◆ Your tasks ◆
1 – Reproduce the part of the base editing passage that begins with the words containing "In short, Liu" and ends with "journal GEN Biotechnology.)".
2 – In the base editing passage, how many specific gene edits were introduced by base editing into the CAR-T cells given to Alyssa?

━━━━━ Text excerpt ━━━━━

Liu said there are four base-editing clinical trials currently underway, including the use of ABE to install rare mutations in gamma-globin gene to restore fetal hemoglobin production in SCD patients. Late last year, Verve Therapeutics dosed the first familial hypercholesterolemia patients for an in vivo trial targeting the PCSK9 gene.

Perhaps the most exciting result involving base editing, reported last year, is the clinical work of Wasim Qasim at the Great Ormond Street Hospital in London. Qasim’s team used a base editing CAR-T therapy to treat a young English girl, Alyssa, with T-cell leukemia. She received CAR-T cells in which base editing was used to introduce three specific gene edits. Her leukemia is in full remission, 11 months following her treatment.

In short, Liu said, the remarkable journey of base editing in just six years from the first publication to a successful clinical intervention is a tribute to the 3,000 labs and more than 4,000 publications in the field. Liu gave special thanks to Addgene, the non-profit repository for gene editing reagents that has helped democratize the field.

Prime time

Liu’s lab was the first to develop a related technology called prime editing in 2019, in research led by Andrew Anzalone, MD, PhD. (See our recent exclusive interview with Anzalone on “Close to the Edge”, transcribed in our sister journal GEN Biotechnology.)

━━━━━ Input data ━━━━━

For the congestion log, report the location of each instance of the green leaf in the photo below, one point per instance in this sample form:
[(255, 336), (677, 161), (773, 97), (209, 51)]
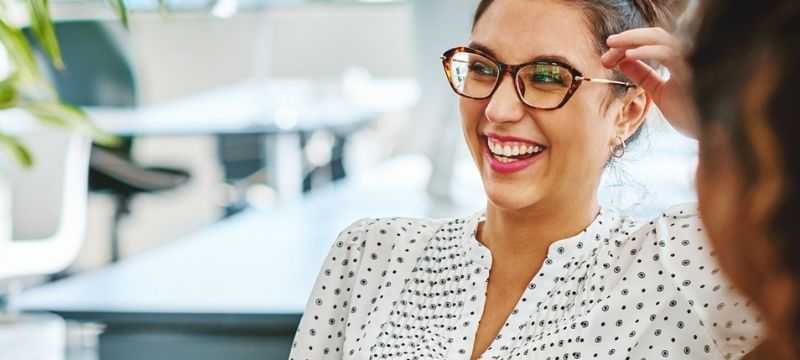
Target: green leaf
[(8, 93), (18, 150), (42, 25), (20, 53), (121, 10), (67, 116)]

━━━━━

◆ Per-task answers ◆
1 –
In short, Liu said, the remarkable journey of base editing in just six years from the first publication to a successful clinical intervention is a tribute to the 3,000 labs and more than 4,000 publications in the field. Liu gave special thanks to Addgene, the non-profit repository for gene editing reagents that has helped democratize the field.

Prime time

Liu’s lab was the first to develop a related technology called prime editing in 2019, in research led by Andrew Anzalone, MD, PhD. (See our recent exclusive interview with Anzalone on “Close to the Edge”, transcribed in our sister journal GEN Biotechnology.)

2 – Three.